You are viewing a plain text version of this content. The canonical link for it is here.
Posted to user@arrow.apache.org by James Duong <ja...@bitquilltech.com> on 2022/06/04 01:11:28 UTC

Re: [C++] Arrow Flight Client and concurrency

Going back to this, the problem also happens when using Dremio's Java
Flight Client test application when using VectorUnloader to move the data
from the FlightStream to a local VectorSchemaRoot.
https://github.com/dremio-hub/arrow-flight-client-examples/blob/2811c650ab66651804a7dcbd78a907510c460f11/java/src/main/java/com/adhoc/flight/client/AdhocFlightClient.java#L349

However the problem _does_ not happen when using Dremio's Python Flight
Client test application.
https://github.com/dremio-hub/arrow-flight-client-examples/blob/2811c650ab66651804a7dcbd78a907510c460f11/python/example.py#L249

So this leads me to think there's something I'm not understanding about how
to iterate over record batches correctly since the PyArrow Flight driver is
built from the C++ driver.

On Fri, May 27, 2022 at 7:40 AM David Li <li...@apache.org> wrote:

> So if the batch length is wrong then I wouldn't expect it to be affected
> by Flight or concurrency, since Flight is just using the IPC machinery and
> these values are immutable. But to double check this I would ValidateFull()

▶ **Aim**
Pick up the Arrow Flight concurrency mailing-list thread at the point where it stops and keep writing it.

▶ **Extracted information**
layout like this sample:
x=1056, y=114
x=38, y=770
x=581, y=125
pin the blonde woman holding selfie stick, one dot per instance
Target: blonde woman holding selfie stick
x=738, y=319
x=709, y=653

...

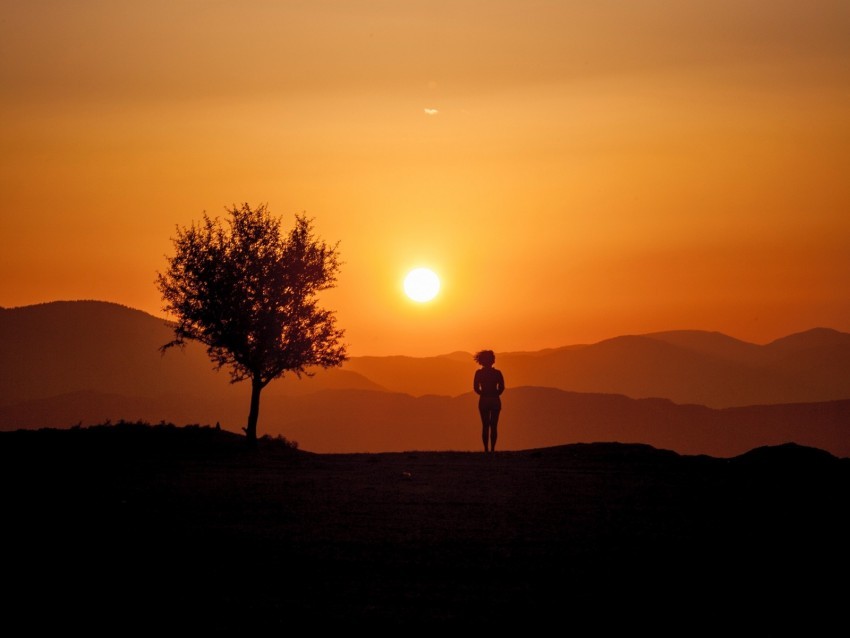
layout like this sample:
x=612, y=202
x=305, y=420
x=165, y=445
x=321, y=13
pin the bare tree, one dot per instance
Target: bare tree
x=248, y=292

▶ **Task result**
> the batches on both sides to start with just to isolate where the problem
> starts - if the data being written is bad or if it's only bad after being
> read. It does sound suspicious this is happening in a different location
> each time.
>
> On Fri, May 27, 2022, at 10:10, James Duong wrote:
>
> Attached is a screenshot with a partial stacktrace (obscured for
> confidentiality reasons):
> [image: image.png]
> The calling code is calling Slice and trying to get one row at offset
> 3418, but the length of the array is 3417.
>
> The reported batch size is 3468 I believe. This problem is not
> happening consistently at the same offset.
>
> On Fri, May 27, 2022 at 3:36 AM David Li <li...@apache.org> wrote:
>
>
> Ideally if you had a reproduction or a stack trace that might help. In
> general I'm not aware of any issues around concurrency. There are maybe two
> things to be aware of: gRPC does not play well with forking, if you're
> using that for multiple processes; and the C++ implementation doesn't
> validate that batch schemas match the stream schema - this can cause an
> error on the client if bad data gets in via an application bug.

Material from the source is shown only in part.